#### [Passage provided]
Hungarian noble, leader of the Vata pagan uprising

Vata or Vatha was a Hungarian noble, lord of the castle of Békés and chief of a tribe in Körösvidék (today Crișana). He is known for being the leader of the Vata pagan uprising.

== Life ==
Alternative theories suggest that he was of Pecheneg origin. To preserve his position, he formally adopted Christianity at the start of his reign, although Peter Orseolo attempted to remove him from power because of his well-known pagan lifestyle.
...Vata was the name of who first offered himself to the devil, shaved off his head, and left three pigtails according to the pagan custom...
— Mark of Kalt: Chronicon Pictum

=== Uprising ===

In 1046, the nobility called back Vazul's sons from the Kievan Rus' for a rebellion against Peter Orseolo, who swore to "fill this land with foreigners and give it to the Germans" according to the Illuminated Chronicle. Using this opportunity, Vata started another uprising in Eastern Hungary with the purpose of Dechristianizing the kingdom. At Abaújvár, his mob met with the newly arrived brothers and demanded them to "let the whole people live according to pagan customs, let them kill the bishops and the churchmen, ruin the churches, drop the Christian faith and respect idols". Having no other choice, they had to accept it. During the chaos, Gerard of Csanád, enemy of Peter was thought to be a clergyman of him and was executed. The king tried to escape into Austria, but was blinded possibly by Vata's followers. The younger brother, Andrew was crowned king and defeated the pagan rebels who supported the older brother Levente, who didn't convert to Christianity.

=== Later life ===
Vata retained his position afterwards by submitting to Andrew and serving him until death. His only known child is John, who later led another pagan uprising in 1061.

#### [Requirement 1]
According to the passage about Vata, which castle was Vata lord of?
#### [Requirement 2]
Reproduce word for word the part of the passage about Vata that begins at the words "Hungarian noble, leader" and stops after "well-known pagan lifestyle.".
The records come from a source other than the passage about Vata.

#### [Excerpted data]
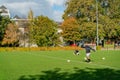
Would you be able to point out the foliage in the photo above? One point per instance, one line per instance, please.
(71, 31)
(43, 31)
(11, 35)
(85, 12)
(3, 24)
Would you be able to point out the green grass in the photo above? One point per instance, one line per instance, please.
(53, 65)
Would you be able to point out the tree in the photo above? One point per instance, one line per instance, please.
(71, 30)
(10, 36)
(43, 31)
(3, 24)
(85, 13)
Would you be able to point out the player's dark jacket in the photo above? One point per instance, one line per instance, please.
(87, 48)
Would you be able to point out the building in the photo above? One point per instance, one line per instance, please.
(4, 11)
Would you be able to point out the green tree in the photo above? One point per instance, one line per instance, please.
(43, 31)
(85, 12)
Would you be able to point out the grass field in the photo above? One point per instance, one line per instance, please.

#### [Task result 1]
The castle of Békés.

#### [Task result 2]
Hungarian noble, leader of the Vata pagan uprising

Vata or Vatha was a Hungarian noble, lord of the castle of Békés and chief of a tribe in Körösvidék (today Crișana). He is known for being the leader of the Vata pagan uprising.

== Life ==
Alternative theories suggest that he was of Pecheneg origin. To preserve his position, he formally adopted Christianity at the start of his reign, although Peter Orseolo attempted to remove him from power because of his well-known pagan lifestyle.